## Listed entries

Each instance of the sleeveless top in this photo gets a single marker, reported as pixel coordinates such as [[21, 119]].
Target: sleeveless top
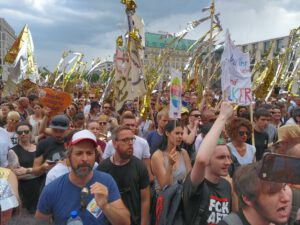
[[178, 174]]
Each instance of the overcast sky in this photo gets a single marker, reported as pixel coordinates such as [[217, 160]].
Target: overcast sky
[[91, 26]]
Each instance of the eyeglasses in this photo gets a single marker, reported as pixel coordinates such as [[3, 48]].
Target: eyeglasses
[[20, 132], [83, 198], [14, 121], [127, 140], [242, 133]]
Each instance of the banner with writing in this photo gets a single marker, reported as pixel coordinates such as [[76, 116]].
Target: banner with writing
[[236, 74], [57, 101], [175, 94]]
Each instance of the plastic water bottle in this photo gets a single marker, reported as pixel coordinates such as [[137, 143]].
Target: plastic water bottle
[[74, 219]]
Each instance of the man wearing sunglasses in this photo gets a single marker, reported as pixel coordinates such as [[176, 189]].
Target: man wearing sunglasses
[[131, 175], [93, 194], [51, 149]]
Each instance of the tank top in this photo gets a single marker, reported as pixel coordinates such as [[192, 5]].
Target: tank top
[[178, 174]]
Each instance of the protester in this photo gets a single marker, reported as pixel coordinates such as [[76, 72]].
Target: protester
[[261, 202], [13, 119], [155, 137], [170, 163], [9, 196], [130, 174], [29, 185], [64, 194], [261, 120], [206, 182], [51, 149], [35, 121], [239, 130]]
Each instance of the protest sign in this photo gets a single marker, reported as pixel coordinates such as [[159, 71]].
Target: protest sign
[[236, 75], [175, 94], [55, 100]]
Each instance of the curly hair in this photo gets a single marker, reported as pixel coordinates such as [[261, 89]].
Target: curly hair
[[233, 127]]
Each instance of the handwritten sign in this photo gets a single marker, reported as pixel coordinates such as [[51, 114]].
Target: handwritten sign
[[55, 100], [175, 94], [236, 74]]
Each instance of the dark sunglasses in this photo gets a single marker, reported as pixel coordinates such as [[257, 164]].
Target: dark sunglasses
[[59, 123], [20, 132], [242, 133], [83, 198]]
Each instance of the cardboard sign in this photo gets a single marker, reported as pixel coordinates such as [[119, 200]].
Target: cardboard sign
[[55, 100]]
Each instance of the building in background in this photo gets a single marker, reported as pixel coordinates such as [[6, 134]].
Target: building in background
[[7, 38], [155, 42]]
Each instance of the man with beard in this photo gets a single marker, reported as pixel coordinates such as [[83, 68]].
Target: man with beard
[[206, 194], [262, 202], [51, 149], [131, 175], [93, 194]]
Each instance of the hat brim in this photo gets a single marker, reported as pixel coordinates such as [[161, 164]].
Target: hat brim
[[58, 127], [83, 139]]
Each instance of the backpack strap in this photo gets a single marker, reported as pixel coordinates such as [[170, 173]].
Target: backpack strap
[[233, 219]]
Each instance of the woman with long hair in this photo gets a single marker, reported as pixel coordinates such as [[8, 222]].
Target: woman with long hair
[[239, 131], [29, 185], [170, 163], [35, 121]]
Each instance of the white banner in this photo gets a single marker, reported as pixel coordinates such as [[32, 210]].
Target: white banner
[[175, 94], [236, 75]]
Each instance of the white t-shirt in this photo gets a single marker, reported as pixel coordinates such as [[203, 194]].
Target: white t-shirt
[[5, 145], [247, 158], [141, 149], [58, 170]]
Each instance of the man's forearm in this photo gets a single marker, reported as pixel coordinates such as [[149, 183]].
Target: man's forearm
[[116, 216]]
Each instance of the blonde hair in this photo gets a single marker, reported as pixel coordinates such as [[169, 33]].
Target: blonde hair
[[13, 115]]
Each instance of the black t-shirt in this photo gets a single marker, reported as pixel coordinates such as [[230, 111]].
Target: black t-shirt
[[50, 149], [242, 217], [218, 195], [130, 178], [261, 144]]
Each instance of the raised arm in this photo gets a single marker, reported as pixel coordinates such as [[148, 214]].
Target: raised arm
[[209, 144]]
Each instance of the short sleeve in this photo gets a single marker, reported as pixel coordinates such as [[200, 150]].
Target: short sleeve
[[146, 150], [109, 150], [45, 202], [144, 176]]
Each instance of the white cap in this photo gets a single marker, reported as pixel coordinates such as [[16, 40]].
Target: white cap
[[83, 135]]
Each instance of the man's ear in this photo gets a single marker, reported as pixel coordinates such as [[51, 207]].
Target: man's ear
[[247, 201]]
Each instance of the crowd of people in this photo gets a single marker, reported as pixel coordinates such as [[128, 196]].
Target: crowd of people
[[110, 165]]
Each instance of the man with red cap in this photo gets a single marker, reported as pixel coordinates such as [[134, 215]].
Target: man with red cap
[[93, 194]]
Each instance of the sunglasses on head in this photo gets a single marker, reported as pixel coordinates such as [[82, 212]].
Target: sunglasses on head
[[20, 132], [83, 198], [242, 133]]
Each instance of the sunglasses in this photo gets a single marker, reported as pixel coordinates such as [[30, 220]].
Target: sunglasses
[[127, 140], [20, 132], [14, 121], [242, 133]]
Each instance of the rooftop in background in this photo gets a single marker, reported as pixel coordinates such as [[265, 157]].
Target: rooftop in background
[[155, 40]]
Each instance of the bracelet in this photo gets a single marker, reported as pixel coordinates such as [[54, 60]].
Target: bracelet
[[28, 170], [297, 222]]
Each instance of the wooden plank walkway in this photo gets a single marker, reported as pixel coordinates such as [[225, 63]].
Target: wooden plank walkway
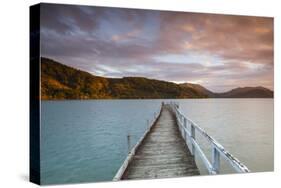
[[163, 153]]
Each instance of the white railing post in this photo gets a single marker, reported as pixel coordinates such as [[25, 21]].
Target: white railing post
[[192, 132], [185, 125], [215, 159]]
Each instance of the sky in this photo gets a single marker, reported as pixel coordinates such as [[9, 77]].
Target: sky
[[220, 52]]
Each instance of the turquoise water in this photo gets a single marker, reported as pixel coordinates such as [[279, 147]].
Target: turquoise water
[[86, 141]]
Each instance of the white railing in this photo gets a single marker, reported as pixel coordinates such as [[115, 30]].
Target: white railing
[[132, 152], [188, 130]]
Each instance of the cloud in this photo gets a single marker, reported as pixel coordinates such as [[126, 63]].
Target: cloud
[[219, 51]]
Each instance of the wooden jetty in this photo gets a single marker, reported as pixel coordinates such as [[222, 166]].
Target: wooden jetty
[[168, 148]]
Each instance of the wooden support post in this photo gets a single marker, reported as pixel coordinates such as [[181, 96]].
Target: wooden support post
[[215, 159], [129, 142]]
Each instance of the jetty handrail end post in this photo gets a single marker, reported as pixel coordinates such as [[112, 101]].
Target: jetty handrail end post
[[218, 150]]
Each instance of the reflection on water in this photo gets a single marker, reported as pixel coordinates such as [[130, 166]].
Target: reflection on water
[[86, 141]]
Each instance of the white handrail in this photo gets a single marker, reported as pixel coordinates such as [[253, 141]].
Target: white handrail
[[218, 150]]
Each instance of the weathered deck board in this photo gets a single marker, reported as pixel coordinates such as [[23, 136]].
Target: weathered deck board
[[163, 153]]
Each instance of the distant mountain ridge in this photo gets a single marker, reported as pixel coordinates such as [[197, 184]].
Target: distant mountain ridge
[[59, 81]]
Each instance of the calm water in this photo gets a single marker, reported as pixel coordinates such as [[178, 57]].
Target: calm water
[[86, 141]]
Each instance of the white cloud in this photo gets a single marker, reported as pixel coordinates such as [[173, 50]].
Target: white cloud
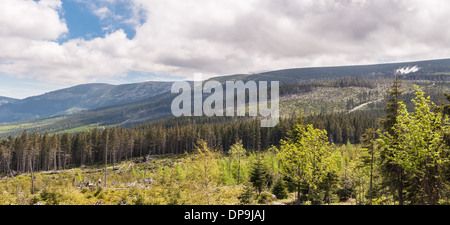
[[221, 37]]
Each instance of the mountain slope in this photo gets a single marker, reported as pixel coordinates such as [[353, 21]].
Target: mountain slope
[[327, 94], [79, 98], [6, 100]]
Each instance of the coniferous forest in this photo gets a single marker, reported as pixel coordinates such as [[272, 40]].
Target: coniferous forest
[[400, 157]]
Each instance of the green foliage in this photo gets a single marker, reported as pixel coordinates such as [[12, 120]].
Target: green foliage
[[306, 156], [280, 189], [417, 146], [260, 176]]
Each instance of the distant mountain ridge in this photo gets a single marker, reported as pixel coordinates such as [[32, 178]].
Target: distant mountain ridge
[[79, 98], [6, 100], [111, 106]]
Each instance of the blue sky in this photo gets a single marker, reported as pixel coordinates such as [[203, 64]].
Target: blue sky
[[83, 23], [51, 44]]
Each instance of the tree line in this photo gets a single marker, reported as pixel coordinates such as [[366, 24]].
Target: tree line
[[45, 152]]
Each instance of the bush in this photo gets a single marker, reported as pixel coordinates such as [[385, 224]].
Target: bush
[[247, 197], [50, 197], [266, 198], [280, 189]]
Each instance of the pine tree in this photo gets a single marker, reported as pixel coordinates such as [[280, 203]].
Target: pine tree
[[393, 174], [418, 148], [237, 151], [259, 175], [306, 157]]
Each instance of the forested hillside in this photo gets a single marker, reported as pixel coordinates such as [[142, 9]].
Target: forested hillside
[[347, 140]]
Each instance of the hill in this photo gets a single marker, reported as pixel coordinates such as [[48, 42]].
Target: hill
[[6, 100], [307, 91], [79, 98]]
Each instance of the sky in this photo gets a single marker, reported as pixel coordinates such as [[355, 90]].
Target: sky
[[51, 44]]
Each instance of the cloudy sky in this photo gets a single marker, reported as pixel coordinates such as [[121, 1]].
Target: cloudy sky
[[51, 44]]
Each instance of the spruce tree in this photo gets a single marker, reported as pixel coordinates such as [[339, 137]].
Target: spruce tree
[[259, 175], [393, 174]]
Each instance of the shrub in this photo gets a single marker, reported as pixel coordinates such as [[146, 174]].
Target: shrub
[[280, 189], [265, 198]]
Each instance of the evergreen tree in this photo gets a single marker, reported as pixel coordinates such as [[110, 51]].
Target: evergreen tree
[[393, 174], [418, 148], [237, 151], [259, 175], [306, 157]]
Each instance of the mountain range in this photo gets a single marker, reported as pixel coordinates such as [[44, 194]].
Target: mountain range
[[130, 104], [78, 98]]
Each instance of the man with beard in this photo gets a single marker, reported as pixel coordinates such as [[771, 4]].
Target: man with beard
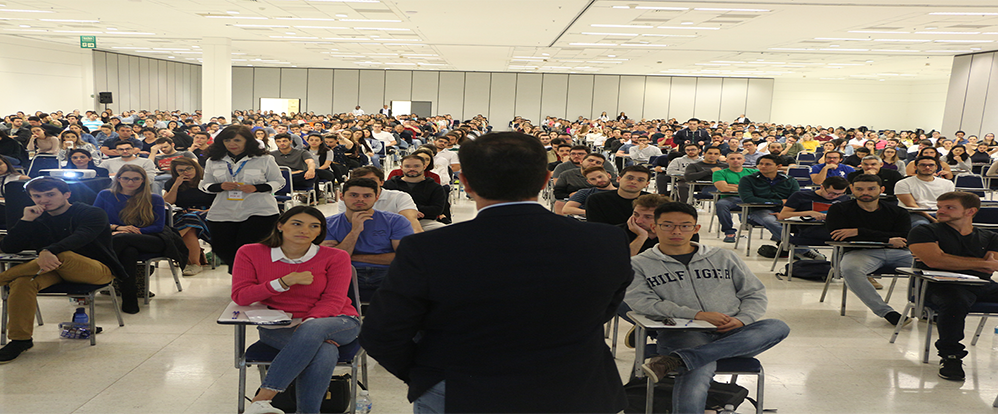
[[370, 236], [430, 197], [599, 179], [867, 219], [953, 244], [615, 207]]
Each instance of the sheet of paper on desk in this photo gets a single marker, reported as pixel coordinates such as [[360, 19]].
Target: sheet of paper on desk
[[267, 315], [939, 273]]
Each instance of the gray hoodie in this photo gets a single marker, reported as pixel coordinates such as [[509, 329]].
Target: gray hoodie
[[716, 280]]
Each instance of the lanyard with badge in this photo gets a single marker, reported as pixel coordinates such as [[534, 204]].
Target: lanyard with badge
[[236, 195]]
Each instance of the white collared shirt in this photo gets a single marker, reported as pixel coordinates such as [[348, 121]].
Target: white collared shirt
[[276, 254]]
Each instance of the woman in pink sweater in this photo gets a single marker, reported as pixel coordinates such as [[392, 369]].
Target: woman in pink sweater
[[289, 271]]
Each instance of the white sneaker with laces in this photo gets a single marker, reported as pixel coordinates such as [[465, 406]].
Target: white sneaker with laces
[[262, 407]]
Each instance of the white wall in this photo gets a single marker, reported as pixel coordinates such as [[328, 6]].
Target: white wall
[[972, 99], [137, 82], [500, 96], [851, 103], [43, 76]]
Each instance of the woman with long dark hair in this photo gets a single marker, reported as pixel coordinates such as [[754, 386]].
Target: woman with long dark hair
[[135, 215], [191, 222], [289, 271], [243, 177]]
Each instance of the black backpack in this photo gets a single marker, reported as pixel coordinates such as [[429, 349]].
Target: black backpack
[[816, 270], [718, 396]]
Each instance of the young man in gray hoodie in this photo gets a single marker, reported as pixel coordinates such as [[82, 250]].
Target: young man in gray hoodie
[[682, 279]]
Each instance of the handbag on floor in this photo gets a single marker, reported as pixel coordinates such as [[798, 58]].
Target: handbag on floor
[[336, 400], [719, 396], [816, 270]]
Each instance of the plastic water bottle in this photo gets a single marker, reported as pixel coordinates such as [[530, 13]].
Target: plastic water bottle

## Your task
Update the data from the line holding "as [[197, 184]]." through the line holding "[[221, 37]]", inclusive, replacing "calm water" with "still water" and changing nothing else. Give back only those lines, and leave the pictures out.

## Answer to this exercise
Each instance of the distant mountain ridge in this photo gets a single marker, reported as pixel coordinates such as [[197, 184]].
Target: distant mountain ridge
[[59, 81]]
Each instance of the still water in this photo gets a single marker, reported as pixel coordinates such as [[178, 57]].
Target: still water
[[86, 141]]
Each instance of the white cloud in this photo gets a single marker, reported as pixel coordinates such as [[173, 50]].
Target: white cloud
[[221, 37]]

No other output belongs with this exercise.